DO THIS
Pull out every line in the records below that contains the word "before", and copy each one in full.

DATA LINES
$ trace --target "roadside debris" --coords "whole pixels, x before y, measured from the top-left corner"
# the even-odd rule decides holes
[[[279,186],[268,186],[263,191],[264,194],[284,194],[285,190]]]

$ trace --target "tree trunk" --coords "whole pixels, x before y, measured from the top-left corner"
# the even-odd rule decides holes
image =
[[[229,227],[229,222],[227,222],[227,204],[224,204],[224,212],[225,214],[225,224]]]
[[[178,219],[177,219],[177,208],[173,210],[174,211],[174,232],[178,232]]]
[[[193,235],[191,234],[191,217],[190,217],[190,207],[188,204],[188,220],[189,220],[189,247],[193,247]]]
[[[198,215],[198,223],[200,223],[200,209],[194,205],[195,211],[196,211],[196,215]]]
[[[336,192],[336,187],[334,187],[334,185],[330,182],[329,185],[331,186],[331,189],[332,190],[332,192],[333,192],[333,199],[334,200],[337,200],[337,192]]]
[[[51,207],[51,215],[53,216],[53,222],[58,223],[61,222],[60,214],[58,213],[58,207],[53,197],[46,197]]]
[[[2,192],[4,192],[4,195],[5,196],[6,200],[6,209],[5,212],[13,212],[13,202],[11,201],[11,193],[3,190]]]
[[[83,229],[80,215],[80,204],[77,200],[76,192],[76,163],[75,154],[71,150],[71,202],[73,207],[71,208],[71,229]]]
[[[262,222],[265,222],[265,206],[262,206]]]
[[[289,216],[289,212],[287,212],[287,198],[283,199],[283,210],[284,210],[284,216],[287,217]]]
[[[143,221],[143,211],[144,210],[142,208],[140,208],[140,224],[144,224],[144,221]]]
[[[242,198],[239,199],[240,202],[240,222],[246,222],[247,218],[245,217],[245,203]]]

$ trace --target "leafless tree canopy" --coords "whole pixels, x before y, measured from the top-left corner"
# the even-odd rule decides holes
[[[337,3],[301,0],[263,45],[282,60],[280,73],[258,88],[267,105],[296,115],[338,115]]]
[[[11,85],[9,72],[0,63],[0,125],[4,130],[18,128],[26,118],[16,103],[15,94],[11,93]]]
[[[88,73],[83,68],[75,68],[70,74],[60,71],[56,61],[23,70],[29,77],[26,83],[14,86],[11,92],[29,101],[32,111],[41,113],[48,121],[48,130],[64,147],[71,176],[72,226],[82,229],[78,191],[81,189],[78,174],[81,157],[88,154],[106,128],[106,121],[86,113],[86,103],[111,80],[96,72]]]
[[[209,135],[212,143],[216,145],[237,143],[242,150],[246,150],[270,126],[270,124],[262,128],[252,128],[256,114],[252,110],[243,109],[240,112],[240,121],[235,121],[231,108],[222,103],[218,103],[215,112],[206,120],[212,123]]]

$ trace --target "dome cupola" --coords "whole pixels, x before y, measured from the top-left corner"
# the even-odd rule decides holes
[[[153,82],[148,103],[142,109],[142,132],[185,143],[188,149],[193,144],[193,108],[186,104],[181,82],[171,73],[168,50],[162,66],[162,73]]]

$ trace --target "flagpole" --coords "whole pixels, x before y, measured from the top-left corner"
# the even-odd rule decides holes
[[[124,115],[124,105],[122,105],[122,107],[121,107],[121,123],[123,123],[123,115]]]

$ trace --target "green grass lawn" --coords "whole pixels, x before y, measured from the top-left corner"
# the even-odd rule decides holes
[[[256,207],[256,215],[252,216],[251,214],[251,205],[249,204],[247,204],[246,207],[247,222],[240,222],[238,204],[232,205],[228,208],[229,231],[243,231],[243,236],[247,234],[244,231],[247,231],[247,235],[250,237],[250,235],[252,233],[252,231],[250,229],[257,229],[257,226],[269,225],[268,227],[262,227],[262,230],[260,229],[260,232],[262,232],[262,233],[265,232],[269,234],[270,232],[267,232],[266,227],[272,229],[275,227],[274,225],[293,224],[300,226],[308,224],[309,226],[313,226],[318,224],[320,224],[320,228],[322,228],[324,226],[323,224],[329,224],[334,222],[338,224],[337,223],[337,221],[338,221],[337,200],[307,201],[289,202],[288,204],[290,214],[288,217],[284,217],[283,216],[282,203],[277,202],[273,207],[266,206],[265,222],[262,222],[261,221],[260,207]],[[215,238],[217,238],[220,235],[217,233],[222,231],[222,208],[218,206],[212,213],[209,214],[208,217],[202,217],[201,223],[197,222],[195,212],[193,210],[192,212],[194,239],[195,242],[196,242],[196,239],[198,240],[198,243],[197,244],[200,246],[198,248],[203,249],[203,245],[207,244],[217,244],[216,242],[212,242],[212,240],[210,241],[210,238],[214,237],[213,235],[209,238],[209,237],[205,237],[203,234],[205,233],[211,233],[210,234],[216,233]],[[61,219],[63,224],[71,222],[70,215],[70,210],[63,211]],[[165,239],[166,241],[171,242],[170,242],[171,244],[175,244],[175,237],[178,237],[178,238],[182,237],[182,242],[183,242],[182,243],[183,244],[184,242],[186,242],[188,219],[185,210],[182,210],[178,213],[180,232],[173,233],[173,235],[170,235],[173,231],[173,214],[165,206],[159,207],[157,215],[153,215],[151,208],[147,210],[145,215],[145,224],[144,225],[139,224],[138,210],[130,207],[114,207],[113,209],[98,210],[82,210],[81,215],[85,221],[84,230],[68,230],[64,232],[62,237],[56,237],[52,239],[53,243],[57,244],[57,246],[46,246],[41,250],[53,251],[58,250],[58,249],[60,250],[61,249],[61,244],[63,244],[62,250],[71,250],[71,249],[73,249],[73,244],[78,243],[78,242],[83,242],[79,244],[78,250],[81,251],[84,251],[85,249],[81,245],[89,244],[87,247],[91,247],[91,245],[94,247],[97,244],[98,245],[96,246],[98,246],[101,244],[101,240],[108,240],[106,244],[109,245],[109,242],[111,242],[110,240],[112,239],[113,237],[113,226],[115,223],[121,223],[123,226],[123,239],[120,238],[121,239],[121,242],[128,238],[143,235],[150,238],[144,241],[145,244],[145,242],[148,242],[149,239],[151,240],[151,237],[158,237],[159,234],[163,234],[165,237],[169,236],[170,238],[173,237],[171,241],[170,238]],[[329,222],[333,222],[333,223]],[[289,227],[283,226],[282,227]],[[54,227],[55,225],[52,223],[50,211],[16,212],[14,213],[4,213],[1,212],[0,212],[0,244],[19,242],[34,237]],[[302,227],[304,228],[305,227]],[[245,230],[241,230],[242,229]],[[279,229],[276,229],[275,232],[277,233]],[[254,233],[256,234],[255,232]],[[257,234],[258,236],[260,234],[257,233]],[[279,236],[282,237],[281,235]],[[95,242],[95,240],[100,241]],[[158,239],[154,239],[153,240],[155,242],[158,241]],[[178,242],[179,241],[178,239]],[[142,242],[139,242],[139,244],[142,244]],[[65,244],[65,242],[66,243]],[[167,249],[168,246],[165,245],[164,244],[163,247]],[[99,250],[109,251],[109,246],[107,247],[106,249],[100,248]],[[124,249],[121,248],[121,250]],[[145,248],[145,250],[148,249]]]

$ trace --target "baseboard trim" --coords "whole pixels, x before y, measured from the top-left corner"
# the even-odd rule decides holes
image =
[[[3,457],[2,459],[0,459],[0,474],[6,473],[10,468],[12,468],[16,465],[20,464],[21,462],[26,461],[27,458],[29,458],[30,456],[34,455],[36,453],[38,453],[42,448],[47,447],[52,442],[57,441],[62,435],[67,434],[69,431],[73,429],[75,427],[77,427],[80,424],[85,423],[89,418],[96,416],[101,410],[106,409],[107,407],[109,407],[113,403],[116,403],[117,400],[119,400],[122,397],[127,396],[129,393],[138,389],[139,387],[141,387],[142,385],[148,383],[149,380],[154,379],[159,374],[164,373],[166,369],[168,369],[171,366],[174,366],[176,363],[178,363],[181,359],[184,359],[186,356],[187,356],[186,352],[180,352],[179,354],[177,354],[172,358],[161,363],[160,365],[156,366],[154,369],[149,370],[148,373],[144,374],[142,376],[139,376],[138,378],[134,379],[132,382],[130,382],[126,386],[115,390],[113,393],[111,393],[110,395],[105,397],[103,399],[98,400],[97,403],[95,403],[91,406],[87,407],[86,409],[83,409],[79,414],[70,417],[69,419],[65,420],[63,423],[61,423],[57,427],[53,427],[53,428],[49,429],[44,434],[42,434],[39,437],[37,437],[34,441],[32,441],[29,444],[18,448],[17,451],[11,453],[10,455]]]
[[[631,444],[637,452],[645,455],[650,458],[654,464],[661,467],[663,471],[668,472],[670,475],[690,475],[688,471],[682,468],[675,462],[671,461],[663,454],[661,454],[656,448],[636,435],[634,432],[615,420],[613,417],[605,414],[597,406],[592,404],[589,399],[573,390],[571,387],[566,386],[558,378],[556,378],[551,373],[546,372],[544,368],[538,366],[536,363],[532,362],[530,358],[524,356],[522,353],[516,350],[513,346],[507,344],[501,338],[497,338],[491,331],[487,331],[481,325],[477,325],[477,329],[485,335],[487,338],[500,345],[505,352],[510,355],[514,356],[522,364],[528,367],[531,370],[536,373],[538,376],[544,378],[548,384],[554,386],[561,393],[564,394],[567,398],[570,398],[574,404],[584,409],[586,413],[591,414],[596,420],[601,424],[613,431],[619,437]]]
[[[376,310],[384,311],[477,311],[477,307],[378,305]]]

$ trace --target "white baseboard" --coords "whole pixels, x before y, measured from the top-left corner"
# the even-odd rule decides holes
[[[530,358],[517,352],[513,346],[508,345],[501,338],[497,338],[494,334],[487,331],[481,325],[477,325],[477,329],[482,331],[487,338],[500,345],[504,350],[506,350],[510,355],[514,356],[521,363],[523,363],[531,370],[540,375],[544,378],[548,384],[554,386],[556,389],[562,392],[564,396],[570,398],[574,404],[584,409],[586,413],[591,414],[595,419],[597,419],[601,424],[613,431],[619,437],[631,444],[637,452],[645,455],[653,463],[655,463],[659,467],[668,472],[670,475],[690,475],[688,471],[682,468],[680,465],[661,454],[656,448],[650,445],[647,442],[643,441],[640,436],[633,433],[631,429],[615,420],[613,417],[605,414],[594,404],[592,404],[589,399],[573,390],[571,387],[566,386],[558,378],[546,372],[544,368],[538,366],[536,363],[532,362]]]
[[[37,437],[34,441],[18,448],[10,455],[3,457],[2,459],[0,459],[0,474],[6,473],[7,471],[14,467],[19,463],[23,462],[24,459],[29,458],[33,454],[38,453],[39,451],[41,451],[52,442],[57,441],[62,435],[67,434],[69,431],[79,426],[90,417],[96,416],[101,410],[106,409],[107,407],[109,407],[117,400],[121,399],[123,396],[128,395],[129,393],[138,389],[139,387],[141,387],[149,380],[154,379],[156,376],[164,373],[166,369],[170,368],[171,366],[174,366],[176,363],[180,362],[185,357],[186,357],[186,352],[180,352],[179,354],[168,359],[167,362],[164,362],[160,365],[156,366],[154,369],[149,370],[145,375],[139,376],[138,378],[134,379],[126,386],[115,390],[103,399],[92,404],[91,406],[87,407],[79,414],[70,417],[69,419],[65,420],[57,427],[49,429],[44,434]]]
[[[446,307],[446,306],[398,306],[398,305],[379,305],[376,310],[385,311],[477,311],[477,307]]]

COMPLETE ANSWER
$ trace --target "roadside debris" --coords "whole pixels, x before y, measured from the top-left corner"
$ trace --target "tree trunk" --coords "whole pixels, x before y, measured from the top-left corner"
$ trace --target "leafless tree canopy" --coords "whole pixels, x before y, measured from the top-left corner"
$ trace --target "dome cupola" --coords "whole pixels, x before y, measured from the top-left corner"
$ trace --target "flagpole" --coords "whole pixels, x before y, measured from the top-left corner"
$ trace --target "green grass lawn" --coords "whole pixels, x before y, measured from the top-left corner"
$ trace --target "baseboard trim" --coords "whole pixels, x before y, measured from the top-left corner"
$ trace --target "white baseboard" --coords "whole pixels, x before y, measured from the top-left corner"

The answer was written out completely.